START DATA PROVIDED
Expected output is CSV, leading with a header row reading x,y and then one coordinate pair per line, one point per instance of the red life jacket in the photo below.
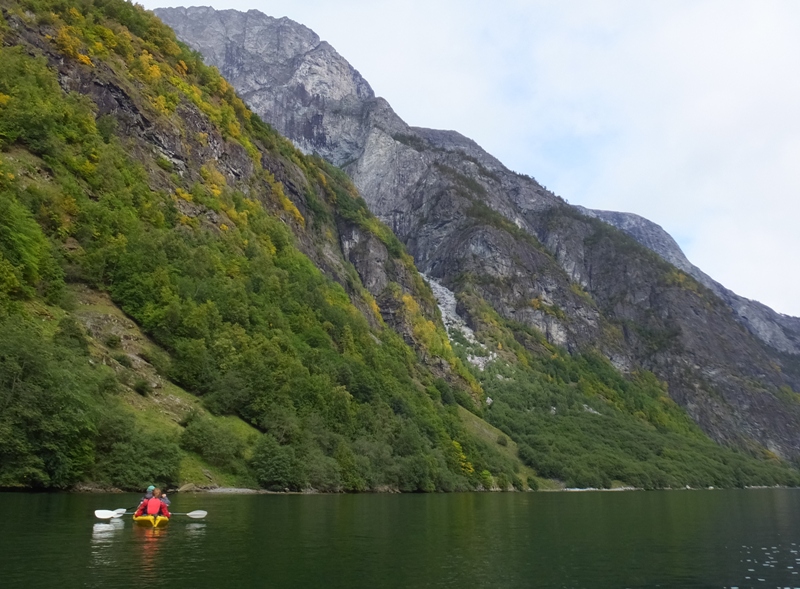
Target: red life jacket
x,y
153,506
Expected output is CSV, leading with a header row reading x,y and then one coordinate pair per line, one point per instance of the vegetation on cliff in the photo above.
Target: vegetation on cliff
x,y
200,244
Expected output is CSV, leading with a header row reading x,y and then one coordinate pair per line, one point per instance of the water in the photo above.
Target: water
x,y
675,539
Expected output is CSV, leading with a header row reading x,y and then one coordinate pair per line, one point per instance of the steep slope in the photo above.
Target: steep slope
x,y
132,172
779,331
483,230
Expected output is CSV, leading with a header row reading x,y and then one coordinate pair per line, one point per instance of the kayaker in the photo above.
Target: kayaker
x,y
153,506
149,495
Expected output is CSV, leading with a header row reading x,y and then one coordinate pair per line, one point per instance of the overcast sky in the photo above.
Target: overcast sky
x,y
684,112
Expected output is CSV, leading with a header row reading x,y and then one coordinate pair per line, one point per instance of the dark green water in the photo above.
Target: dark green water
x,y
680,539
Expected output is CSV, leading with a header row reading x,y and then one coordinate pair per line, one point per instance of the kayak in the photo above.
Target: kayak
x,y
151,521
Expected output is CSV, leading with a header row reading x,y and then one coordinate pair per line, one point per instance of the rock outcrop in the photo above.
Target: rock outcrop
x,y
471,224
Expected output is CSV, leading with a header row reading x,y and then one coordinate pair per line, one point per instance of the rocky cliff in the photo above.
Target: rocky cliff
x,y
481,229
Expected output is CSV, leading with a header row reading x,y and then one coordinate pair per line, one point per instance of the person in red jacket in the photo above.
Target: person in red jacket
x,y
153,506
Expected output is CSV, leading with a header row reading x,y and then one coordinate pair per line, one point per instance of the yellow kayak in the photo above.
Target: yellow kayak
x,y
151,521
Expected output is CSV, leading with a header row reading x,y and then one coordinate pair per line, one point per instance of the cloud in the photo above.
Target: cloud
x,y
684,112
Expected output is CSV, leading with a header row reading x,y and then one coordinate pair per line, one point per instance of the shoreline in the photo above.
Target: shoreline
x,y
92,488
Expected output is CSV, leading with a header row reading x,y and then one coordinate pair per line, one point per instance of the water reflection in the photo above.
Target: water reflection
x,y
104,533
195,530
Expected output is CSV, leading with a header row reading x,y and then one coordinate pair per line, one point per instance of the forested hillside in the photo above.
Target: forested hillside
x,y
186,297
130,168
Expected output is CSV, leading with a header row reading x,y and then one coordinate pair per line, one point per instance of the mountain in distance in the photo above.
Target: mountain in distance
x,y
496,237
188,299
175,303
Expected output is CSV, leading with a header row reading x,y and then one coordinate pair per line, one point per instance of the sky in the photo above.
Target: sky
x,y
684,112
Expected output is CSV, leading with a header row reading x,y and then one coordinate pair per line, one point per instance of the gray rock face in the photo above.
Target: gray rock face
x,y
470,223
782,332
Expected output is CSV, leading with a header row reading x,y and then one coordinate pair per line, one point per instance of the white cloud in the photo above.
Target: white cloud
x,y
685,112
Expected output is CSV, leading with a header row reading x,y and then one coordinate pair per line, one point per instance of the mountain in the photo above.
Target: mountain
x,y
181,293
779,331
188,299
496,237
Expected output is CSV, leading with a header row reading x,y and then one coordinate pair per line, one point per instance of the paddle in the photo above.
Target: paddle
x,y
197,514
108,514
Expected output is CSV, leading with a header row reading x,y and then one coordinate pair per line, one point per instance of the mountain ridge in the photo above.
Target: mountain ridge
x,y
472,224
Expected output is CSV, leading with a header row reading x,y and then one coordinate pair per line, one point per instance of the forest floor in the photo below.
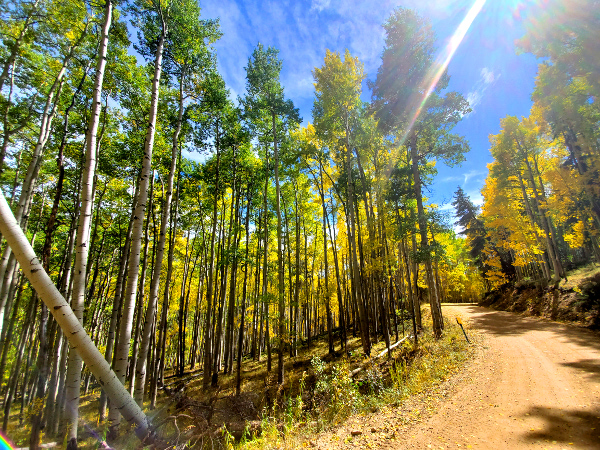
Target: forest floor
x,y
533,384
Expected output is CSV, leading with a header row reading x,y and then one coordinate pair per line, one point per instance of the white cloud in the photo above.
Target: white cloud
x,y
487,78
488,75
320,5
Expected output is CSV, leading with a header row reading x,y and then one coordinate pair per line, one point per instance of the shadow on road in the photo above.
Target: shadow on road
x,y
578,427
590,366
510,324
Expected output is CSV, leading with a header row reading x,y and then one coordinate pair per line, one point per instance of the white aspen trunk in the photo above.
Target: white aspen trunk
x,y
73,382
31,176
142,361
66,319
122,351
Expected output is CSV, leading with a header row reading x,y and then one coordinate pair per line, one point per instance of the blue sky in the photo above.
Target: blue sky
x,y
485,69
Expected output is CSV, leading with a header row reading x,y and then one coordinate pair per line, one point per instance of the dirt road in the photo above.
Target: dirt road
x,y
535,385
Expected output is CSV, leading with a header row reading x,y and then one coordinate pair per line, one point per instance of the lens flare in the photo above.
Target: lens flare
x,y
5,444
440,65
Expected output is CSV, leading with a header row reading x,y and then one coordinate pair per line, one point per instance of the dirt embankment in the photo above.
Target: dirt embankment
x,y
577,300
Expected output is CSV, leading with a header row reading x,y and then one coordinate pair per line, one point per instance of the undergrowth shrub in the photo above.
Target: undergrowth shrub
x,y
332,395
336,394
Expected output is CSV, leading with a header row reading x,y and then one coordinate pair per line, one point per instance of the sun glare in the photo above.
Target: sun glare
x,y
441,63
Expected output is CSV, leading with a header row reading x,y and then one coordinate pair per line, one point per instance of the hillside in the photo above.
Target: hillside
x,y
578,298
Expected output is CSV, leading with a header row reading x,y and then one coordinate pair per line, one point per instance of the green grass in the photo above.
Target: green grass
x,y
412,371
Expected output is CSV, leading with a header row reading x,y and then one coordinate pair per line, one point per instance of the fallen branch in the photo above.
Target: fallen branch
x,y
383,353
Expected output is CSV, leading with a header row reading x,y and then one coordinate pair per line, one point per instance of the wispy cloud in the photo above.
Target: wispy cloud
x,y
319,5
486,79
464,178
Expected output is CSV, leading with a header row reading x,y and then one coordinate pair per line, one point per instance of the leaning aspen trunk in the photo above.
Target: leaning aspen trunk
x,y
356,281
116,306
243,305
207,360
434,301
7,264
83,231
122,351
68,322
280,275
141,365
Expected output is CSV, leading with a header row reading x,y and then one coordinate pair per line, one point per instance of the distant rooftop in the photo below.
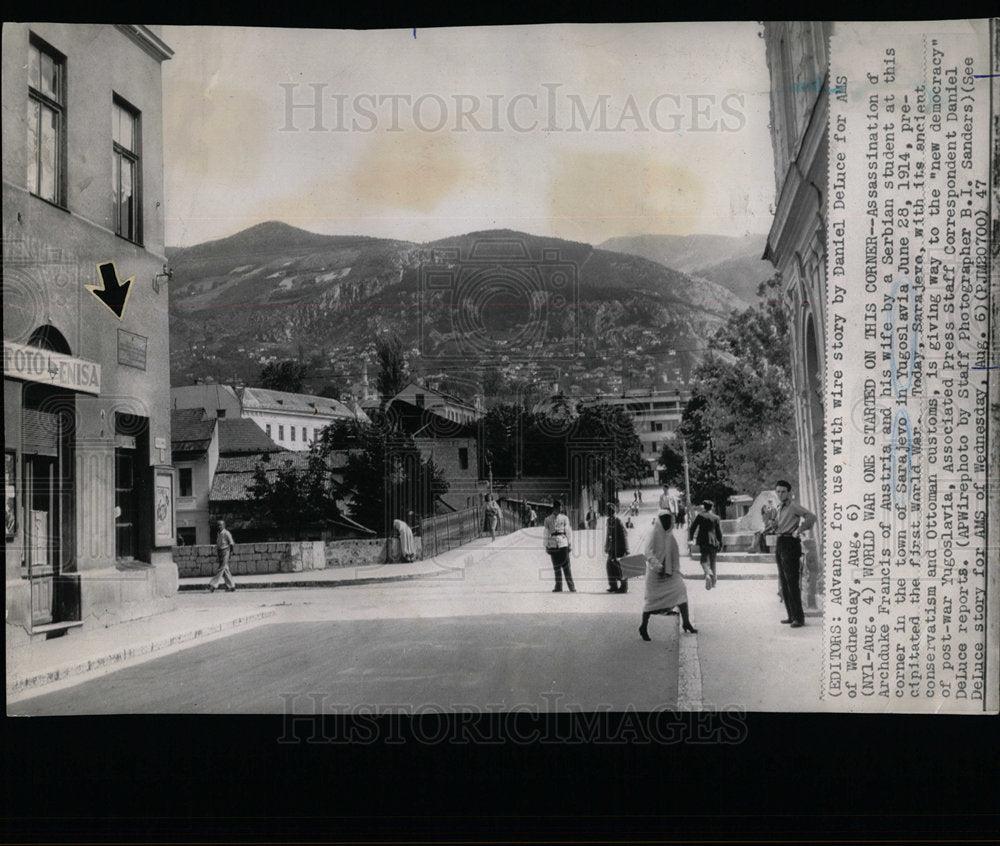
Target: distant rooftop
x,y
190,430
238,435
263,398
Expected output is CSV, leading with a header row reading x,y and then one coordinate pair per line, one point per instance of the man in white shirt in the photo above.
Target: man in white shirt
x,y
558,544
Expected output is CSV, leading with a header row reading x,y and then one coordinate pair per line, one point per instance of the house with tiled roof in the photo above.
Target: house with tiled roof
x,y
194,450
230,495
441,403
450,444
291,420
294,421
241,436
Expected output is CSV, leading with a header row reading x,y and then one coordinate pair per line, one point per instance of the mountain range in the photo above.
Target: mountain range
x,y
601,319
735,263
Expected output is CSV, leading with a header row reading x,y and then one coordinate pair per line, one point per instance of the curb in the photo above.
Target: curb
x,y
28,685
317,583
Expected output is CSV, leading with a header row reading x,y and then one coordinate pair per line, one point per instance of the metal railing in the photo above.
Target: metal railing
x,y
447,531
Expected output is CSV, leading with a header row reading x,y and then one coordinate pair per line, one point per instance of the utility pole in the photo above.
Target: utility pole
x,y
687,474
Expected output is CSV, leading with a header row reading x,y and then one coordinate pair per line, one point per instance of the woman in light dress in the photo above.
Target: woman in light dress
x,y
407,549
664,583
492,516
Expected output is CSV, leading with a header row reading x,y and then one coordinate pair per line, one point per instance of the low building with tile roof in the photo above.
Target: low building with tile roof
x,y
291,420
194,449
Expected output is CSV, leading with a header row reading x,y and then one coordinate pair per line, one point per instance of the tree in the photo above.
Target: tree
x,y
392,376
739,424
285,375
283,496
386,476
613,426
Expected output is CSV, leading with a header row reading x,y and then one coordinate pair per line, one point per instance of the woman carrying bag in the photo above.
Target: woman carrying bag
x,y
664,582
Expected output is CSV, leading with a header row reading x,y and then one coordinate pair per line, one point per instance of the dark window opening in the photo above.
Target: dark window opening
x,y
185,481
126,171
46,122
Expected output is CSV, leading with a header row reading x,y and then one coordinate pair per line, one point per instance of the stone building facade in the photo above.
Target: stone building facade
x,y
89,487
798,61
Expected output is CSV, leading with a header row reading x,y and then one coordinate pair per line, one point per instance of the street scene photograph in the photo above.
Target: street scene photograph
x,y
346,375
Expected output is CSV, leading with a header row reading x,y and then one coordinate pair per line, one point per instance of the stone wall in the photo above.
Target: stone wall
x,y
287,556
252,558
357,553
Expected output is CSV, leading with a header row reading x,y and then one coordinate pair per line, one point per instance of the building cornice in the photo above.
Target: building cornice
x,y
147,40
798,183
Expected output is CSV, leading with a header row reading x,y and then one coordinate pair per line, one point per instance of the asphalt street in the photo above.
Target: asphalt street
x,y
489,637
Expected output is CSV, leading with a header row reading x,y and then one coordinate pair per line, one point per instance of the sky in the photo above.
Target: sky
x,y
583,132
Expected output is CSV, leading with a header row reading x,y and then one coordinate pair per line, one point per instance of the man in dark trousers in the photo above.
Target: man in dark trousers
x,y
558,543
615,546
789,524
706,531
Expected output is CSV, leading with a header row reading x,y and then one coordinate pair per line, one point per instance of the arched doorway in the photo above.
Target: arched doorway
x,y
48,431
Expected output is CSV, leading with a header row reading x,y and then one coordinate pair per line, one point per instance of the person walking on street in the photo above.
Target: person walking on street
x,y
664,582
492,516
558,542
615,546
706,531
224,547
789,524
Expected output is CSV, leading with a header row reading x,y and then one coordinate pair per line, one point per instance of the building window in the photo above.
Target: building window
x,y
125,173
185,481
125,503
46,121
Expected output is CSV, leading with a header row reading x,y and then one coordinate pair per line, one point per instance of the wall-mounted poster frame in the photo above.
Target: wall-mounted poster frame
x,y
10,493
164,489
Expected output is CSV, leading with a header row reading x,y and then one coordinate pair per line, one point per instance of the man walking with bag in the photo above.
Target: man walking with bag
x,y
706,531
615,547
224,547
789,524
557,545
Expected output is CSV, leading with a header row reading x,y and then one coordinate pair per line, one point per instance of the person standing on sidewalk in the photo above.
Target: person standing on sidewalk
x,y
615,546
492,516
557,541
664,582
789,524
224,547
706,531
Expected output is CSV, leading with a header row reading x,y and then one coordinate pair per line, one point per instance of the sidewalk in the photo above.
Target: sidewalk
x,y
88,653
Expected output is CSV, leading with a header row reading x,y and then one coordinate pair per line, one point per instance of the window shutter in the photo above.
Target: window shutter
x,y
39,432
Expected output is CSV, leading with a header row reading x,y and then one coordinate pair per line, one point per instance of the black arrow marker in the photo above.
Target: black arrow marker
x,y
114,294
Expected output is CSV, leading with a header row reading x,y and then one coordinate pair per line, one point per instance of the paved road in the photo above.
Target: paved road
x,y
493,636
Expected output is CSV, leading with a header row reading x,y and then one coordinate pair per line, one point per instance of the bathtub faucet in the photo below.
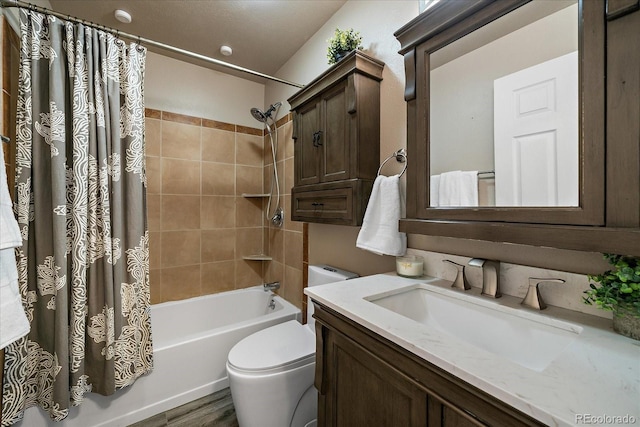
END DATA PROVIDED
For an answer, give a copy of every line in the listing that holds the word "below".

**ANSWER SECTION**
Expected output is CSV, leading with a header row reading x,y and then one coordinate pair per line, one point per instance of the red life jacket in the photo below.
Expected output is CSV, leading with a header row reading x,y and then one coordinate pair per line, one point per instance of the forest floor in the photo below.
Expected output is CSV, leading with a header row reading x,y and then one coordinate pair per line, one point per instance of the distant rooftop in the photo below.
Expected output is CSV, leading with a header row reading x,y and then one coordinate pair per line, one point per instance of the bathtub faucet in the photo below.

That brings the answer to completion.